::: Provided entries
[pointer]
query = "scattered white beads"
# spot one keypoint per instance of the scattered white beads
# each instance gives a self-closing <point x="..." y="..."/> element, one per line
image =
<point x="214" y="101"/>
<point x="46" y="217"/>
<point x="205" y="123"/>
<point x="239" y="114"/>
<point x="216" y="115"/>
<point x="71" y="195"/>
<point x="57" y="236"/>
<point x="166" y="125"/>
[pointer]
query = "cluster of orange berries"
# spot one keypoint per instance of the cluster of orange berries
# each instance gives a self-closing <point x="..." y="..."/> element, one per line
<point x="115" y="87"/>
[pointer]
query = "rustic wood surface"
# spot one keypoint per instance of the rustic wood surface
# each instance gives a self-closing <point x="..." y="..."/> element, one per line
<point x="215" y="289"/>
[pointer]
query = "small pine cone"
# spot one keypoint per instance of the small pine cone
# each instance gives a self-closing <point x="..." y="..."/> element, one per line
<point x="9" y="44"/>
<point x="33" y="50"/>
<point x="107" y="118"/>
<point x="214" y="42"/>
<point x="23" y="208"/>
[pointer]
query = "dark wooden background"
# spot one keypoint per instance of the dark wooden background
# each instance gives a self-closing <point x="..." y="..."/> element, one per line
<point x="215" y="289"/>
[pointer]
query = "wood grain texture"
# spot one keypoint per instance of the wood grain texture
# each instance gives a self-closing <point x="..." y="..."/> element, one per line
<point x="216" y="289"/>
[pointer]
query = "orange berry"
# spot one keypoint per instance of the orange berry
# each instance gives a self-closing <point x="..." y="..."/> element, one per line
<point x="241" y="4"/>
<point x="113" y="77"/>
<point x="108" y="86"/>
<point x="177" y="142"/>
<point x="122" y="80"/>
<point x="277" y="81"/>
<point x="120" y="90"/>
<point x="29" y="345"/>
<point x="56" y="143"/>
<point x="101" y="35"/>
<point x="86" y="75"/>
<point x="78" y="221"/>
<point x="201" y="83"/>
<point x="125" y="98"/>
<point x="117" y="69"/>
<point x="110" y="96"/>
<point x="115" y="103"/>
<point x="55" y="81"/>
::::::
Short task: Filter the entries above, copying every line that contains the word "background". Case counts.

The result:
query = "dark wooden background"
# spot one keypoint per instance of the dark wooden background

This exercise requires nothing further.